Extrait.

::::::

CA Colmar, 3e ch. A, 29 janvier 2024, n° 22/03471

COLMAR

Arrêt

Infirmation partielle

PARTIES

Demandeur :

Kra (SARL)

COMPOSITION DE LA JURIDICTION

Président :

Mme Martino

Conseillers :

Mme Fabreguettes, Mme Deshayes

Avocats :

Me Bischoff - De Oliveira, Me Wagner, Me Hohmatter

TJ Strasbourg, du 4 août 2022

4 août 2022

FAITS CONSTANTS ET PROCEDURE

Suite à une panne intervenue le 5 novembre 2021 nécessitant le remplacement du turbocompresseur équipant son véhicule Citroën Xsara Picasso, Monsieur [G]

[K] a confié les réparations à la Sarl Kra, qui avait remorqué ce véhicule.

La Sarl Kra a émis une facture pour un montant de 1 627,39 € que Monsieur [K] a refusé de régler au motif que les parties étaient convenues oralement que l'exécution de la prestation se ferait au prix de 700 €.

Se prévalant d'un droit de rétention, le garagiste n'a pas restitué le véhicule à son propriétaire.

Par requête du 20 décembre 2021, Monsieur [K] a saisi le tribunal judiciaire de Strasbourg aux fins d'obtenir la restitution de son véhicule, de ses accessoires, clés et cartes grises, et des objets se trouvant à l'intérieur, sous astreinte, ainsi que la réparation de son préjudice de jouissance et d'agrément.

La Sarl Kra a reconventionnellement sollicité le règlement de sa facture.

Par jugement réputé contradictoire en date du 1er avril 2022, qui sera confirmé par arrêt de la cour d'appel de ce siège, le tribunal judiciaire de Strasbourg a :

-ordonné à la Sarl Kra de restituer le véhicule Citroën Xsara Picasso immatriculé [Immatriculation 3] à Monsieur [G] [K] avec les clés, le certificat d'immatriculation, les objets présents dans le véhicule, coffre compris, à première présentation de Monsieur [G] [K] au garage après signification de la décision par huissier de justice,

-autorisé Monsieur [G] [K] à s'adjoindre un huissier de justice pour effectuer ladite reprise, le cas échéant et dit qu'en cas de refus de restitution constatée par le dit huissier une astreinte de 300 € par jour de retard courra immédiatement,

-dit que si le concours de l'huissier est requis par Monsieur [K] pour la restitution du véhicule, les frais seront supportés finalement par la Sarl Kra,

-réservé toutes autres demandes de Monsieur [G] [K],

-dit que l'affaire sera rappelée à l'audience du 17 mai 2022 pour qu'il soit statué sur les autres demandes et sur l'éventuelle liquidation de l'astreinte prononcée,

-enjoint la Sarl Kra d'avoir à comparaître à ladite audience et d'y présenter toutes pièces justificatives relatives à la réparation objet du litige,

-rappelé le caractère exécutoire de la décision.

::::::

Énoncé A.
Pour chacune des affirmations suivantes, dites si elle concorde avec l'extrait, par oui ou par non, en citant mot pour mot les termes de l'extrait qui permettent de trancher. (i) La panne du véhicule est survenue le 5 novembre 2021. (ii) Le propriétaire du véhicule a payé la facture de 1 627,39 € émise par le garage. (iii) L'astreinte fixée par le tribunal s'élève à 300 € par jour de retard.
Énoncé B.
D'après l'extrait, quel montant les parties auraient-elles oralement convenu pour les réparations, selon le propriétaire du véhicule ?
Énoncé C.
Recopiez le passage de l'extrait qui va de « Me Bischoff - De » jusqu'à « prix de 700 €. ».

Données fournies.
::::::

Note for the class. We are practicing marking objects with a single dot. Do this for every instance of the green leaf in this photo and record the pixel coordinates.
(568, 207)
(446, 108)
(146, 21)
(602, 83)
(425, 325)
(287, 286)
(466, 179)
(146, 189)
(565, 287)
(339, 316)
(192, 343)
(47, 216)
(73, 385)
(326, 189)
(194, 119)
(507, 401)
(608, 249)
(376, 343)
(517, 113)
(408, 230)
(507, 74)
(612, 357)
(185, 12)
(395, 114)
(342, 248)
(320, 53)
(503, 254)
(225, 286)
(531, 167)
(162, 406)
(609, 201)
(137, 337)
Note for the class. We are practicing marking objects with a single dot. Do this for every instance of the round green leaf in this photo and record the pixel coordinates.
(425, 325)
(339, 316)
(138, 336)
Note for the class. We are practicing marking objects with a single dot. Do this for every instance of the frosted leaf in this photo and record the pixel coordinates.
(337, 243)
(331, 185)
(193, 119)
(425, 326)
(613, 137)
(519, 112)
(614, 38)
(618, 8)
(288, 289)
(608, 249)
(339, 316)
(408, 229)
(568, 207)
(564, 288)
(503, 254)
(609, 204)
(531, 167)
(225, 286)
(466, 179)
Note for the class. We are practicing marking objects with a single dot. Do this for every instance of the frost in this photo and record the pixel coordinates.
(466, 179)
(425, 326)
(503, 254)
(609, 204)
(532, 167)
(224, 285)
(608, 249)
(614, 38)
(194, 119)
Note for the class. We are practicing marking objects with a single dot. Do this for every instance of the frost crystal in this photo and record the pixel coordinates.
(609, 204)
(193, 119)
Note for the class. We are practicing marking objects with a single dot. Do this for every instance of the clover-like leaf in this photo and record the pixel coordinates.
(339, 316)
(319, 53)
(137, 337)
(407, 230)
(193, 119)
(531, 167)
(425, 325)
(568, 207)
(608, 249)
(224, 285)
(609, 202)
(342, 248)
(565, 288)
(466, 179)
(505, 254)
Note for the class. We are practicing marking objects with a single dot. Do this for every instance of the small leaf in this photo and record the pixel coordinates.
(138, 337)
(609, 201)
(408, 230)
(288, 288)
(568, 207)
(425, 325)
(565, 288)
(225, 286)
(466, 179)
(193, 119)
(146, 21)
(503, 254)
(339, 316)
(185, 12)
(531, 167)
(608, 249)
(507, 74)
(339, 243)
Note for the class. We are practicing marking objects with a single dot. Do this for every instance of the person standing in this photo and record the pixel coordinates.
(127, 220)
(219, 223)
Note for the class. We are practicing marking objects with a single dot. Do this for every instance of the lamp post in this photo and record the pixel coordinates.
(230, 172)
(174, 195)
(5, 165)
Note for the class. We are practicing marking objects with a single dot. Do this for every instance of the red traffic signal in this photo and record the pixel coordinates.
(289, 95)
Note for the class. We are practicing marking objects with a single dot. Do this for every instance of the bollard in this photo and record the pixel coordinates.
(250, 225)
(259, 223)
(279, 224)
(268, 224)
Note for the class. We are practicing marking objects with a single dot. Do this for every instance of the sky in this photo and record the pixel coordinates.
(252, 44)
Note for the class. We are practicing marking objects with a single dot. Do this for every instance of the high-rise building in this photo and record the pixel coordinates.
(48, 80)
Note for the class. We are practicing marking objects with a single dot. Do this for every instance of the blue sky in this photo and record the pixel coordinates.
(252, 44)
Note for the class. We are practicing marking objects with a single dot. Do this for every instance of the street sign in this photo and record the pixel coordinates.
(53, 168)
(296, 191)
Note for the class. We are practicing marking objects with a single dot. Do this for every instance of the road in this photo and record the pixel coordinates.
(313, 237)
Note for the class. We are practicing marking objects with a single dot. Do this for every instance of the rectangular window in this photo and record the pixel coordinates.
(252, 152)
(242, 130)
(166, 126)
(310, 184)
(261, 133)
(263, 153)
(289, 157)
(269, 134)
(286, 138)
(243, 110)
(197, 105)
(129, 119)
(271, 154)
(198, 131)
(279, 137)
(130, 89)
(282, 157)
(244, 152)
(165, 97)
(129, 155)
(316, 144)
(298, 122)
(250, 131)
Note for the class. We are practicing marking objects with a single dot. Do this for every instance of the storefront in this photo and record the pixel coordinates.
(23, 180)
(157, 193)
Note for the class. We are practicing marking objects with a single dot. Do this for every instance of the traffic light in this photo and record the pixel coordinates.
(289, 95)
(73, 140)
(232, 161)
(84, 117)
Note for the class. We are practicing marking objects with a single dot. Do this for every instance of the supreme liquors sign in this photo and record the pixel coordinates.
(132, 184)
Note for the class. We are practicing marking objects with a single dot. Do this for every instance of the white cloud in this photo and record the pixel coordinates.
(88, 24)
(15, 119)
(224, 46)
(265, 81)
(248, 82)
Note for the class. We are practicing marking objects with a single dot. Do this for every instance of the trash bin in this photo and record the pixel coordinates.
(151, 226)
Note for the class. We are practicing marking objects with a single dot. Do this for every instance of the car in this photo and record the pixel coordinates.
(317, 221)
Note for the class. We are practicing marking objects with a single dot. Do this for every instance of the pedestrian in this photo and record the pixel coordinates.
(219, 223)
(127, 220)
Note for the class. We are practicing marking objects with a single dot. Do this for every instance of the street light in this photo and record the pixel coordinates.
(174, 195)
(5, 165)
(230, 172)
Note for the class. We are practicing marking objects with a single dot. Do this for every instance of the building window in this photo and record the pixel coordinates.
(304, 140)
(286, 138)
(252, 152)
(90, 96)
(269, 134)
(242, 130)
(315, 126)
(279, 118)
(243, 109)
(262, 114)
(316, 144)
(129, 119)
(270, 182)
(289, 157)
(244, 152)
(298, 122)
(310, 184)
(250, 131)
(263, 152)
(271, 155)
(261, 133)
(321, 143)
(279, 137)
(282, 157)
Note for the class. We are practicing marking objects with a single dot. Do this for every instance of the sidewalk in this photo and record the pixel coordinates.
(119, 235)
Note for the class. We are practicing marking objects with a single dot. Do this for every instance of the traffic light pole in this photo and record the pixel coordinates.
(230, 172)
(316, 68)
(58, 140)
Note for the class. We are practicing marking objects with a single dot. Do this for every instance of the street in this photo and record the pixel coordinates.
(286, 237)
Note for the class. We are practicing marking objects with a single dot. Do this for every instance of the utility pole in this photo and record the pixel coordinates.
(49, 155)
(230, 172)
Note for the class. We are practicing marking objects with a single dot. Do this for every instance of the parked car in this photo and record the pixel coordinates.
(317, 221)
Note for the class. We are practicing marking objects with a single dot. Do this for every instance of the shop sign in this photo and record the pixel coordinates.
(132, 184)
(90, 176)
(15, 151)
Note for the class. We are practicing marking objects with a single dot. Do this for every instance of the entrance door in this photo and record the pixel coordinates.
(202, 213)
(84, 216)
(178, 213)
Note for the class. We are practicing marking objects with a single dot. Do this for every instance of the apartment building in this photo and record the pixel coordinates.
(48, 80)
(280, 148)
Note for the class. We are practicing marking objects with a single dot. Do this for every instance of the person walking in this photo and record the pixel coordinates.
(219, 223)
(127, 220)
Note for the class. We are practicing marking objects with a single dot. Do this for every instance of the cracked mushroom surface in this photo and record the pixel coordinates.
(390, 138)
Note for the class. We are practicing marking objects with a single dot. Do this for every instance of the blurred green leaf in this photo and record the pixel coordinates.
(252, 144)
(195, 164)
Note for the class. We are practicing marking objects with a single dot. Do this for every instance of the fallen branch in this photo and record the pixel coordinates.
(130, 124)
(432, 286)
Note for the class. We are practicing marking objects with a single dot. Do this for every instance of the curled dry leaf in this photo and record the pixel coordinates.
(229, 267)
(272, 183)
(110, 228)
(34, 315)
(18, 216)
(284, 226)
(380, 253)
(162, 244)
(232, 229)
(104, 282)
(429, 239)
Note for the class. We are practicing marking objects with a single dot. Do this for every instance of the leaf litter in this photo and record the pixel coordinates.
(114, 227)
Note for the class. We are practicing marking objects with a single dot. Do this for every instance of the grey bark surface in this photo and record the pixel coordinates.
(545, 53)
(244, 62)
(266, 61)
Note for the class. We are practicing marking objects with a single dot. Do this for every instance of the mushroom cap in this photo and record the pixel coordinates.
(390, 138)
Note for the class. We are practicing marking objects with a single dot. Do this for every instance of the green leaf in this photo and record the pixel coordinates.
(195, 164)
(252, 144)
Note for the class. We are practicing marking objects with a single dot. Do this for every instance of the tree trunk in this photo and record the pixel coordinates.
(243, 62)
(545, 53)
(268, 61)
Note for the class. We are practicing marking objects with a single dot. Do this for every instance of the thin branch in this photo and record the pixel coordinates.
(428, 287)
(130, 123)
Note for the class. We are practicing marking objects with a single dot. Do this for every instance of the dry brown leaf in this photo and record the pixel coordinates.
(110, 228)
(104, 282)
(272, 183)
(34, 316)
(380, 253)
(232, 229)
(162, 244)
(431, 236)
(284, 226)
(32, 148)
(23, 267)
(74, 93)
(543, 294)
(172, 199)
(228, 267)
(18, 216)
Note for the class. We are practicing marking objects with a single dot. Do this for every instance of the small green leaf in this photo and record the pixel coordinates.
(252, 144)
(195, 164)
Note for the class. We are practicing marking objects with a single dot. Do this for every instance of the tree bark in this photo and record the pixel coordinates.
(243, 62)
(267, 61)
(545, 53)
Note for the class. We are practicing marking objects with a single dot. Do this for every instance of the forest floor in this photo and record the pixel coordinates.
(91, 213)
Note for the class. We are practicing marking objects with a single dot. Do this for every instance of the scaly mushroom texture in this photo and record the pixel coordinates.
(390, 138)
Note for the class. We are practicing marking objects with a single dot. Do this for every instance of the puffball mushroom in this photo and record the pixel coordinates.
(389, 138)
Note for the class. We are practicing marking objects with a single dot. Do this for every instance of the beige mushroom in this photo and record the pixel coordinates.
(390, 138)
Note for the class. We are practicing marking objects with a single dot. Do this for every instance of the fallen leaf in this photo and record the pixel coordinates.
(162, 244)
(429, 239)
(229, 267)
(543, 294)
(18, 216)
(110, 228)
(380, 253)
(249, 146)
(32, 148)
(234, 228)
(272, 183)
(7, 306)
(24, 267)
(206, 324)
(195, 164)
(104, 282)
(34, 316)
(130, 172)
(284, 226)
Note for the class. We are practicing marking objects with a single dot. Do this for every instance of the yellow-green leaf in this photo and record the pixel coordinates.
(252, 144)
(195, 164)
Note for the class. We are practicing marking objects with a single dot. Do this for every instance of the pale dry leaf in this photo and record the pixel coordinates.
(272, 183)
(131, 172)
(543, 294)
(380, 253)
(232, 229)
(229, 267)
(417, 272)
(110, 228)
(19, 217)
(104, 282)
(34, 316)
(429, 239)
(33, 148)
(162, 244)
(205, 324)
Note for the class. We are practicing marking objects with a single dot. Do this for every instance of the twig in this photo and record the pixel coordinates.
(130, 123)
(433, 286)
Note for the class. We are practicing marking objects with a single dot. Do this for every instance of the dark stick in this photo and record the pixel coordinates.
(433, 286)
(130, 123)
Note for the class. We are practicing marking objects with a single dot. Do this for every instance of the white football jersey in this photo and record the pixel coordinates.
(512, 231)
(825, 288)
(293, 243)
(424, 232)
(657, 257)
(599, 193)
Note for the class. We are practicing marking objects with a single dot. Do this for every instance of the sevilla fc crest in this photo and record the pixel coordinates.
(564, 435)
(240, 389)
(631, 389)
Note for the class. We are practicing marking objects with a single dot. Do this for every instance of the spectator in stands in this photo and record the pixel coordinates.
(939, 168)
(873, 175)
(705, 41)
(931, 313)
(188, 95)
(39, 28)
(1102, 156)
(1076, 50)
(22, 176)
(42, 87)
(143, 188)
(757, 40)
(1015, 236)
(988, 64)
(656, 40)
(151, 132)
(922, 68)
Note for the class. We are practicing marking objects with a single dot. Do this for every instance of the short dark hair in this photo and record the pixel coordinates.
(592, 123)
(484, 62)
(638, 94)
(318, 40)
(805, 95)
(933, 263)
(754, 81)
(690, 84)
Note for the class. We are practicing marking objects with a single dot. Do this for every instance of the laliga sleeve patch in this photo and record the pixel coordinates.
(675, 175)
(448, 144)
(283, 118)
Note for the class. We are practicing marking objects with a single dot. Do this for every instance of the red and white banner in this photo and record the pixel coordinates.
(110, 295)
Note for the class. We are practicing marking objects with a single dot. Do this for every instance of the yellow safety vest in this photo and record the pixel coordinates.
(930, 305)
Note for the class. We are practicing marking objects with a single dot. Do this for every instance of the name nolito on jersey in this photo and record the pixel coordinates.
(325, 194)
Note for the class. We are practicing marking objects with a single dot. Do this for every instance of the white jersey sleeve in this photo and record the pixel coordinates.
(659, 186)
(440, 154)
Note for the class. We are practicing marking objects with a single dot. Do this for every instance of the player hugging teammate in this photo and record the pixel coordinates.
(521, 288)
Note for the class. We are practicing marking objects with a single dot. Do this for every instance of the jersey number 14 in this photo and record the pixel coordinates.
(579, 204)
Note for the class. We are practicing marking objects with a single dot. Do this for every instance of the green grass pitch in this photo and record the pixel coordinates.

::::::

Réponse rédigée A.
(i) Oui : « Suite à une panne intervenue le 5 novembre 2021 ».
(ii) Non : « que Monsieur [K] a refusé de régler ».
(iii) Oui : « une astreinte de 300 € par jour de retard ».

Réponse rédigée B.
Les parties seraient convenues d'un prix de 700 €.

Réponse rédigée C.
Me Bischoff - De Oliveira, Me Wagner, Me Hohmatter

TJ Strasbourg, du 4 août 2022

4 août 2022

FAITS CONSTANTS ET PROCEDURE

Suite à une panne intervenue le 5 novembre 2021 nécessitant le remplacement du turbocompresseur équipant son véhicule Citroën Xsara Picasso, Monsieur [G]

[K] a confié les réparations à la Sarl Kra, qui avait remorqué ce véhicule.

La Sarl Kra a émis une facture pour un montant de 1 627,39 € que Monsieur [K] a refusé de régler au motif que les parties étaient convenues oralement que l'exécution de la prestation se ferait au prix de 700 €.